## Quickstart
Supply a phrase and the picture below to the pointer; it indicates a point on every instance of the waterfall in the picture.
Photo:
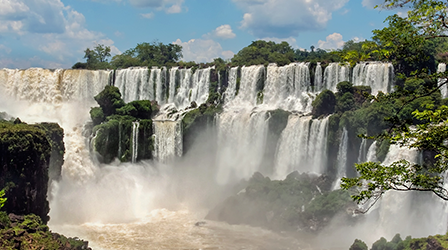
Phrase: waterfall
(444, 89)
(288, 87)
(342, 159)
(247, 93)
(173, 83)
(362, 154)
(62, 96)
(135, 126)
(167, 140)
(335, 73)
(318, 78)
(241, 144)
(160, 81)
(302, 146)
(200, 86)
(183, 95)
(134, 84)
(230, 92)
(378, 75)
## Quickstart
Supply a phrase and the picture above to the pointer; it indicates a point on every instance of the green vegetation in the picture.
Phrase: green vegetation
(324, 103)
(300, 202)
(2, 200)
(28, 232)
(148, 54)
(358, 245)
(113, 123)
(415, 115)
(96, 58)
(24, 174)
(262, 52)
(409, 243)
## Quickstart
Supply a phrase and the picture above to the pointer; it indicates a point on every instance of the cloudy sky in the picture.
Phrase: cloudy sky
(54, 33)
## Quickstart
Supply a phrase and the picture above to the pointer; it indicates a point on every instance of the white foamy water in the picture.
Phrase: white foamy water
(155, 206)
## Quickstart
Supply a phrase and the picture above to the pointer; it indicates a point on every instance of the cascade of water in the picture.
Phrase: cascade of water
(318, 78)
(302, 146)
(172, 83)
(159, 80)
(371, 153)
(62, 96)
(378, 75)
(135, 126)
(34, 85)
(444, 89)
(247, 93)
(287, 87)
(362, 154)
(341, 159)
(183, 95)
(133, 84)
(335, 73)
(167, 140)
(230, 92)
(120, 125)
(241, 143)
(201, 85)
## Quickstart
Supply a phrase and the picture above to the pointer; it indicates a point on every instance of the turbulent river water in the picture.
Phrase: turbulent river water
(162, 204)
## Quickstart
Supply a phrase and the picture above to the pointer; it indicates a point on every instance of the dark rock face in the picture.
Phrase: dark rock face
(24, 162)
(28, 232)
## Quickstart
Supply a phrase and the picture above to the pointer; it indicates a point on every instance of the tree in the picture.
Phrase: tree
(428, 128)
(149, 54)
(429, 16)
(2, 200)
(97, 58)
(404, 46)
(262, 52)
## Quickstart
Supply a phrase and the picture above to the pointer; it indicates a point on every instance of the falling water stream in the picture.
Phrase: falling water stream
(160, 204)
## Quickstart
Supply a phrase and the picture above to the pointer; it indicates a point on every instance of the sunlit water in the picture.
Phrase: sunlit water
(155, 206)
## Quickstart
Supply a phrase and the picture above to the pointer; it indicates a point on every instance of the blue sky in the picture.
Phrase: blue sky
(54, 33)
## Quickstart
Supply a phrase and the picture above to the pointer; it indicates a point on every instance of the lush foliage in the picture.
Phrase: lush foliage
(416, 118)
(28, 232)
(262, 52)
(148, 54)
(397, 243)
(358, 245)
(109, 100)
(2, 200)
(324, 103)
(300, 201)
(113, 123)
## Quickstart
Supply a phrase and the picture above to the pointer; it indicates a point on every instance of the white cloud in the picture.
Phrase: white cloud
(149, 15)
(358, 39)
(202, 50)
(169, 6)
(333, 41)
(291, 40)
(175, 8)
(286, 18)
(4, 48)
(50, 27)
(27, 63)
(371, 3)
(222, 32)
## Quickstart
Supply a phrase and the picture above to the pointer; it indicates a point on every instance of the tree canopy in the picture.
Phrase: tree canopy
(149, 54)
(419, 119)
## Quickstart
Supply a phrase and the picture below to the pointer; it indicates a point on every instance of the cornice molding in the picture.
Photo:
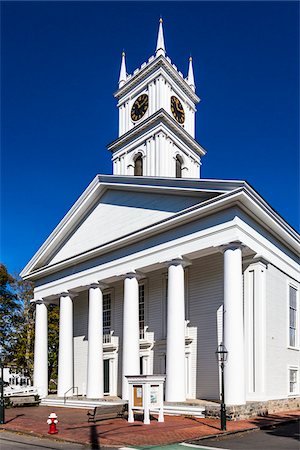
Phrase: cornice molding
(151, 66)
(160, 116)
(240, 197)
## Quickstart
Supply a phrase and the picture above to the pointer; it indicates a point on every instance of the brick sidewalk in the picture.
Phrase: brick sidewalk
(73, 426)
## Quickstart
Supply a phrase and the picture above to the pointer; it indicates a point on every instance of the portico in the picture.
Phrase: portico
(176, 345)
(154, 267)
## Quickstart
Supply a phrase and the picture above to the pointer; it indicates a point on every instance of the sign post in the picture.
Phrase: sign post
(146, 395)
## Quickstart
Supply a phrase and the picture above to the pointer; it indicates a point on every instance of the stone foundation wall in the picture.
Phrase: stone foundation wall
(252, 409)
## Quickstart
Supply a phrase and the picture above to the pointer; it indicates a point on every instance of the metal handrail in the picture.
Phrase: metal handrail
(65, 394)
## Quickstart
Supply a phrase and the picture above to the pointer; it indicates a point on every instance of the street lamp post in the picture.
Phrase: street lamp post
(2, 410)
(221, 355)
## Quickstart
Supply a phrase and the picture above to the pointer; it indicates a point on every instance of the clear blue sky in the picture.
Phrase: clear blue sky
(60, 67)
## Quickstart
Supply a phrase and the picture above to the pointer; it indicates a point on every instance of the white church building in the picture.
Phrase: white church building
(153, 267)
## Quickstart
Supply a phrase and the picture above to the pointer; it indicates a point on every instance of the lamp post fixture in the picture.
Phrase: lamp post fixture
(221, 355)
(2, 410)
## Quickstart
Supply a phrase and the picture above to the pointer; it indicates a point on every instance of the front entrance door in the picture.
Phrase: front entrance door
(106, 376)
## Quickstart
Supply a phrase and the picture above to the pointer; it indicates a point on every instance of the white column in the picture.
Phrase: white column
(40, 377)
(234, 377)
(65, 352)
(175, 361)
(95, 343)
(131, 343)
(255, 329)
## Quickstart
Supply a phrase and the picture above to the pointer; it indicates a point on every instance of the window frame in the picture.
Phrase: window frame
(295, 369)
(138, 157)
(178, 160)
(297, 321)
(105, 293)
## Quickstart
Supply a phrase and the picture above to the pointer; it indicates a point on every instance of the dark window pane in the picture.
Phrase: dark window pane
(138, 165)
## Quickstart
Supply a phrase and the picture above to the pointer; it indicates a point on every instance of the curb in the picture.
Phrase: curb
....
Extract every line in the items above that contains the word "face".

**Answer in full:**
Supply a phrase and the picture above to the pointer; it indicates a point on every instance of the dark rock face in the picture.
Phrase: dark rock face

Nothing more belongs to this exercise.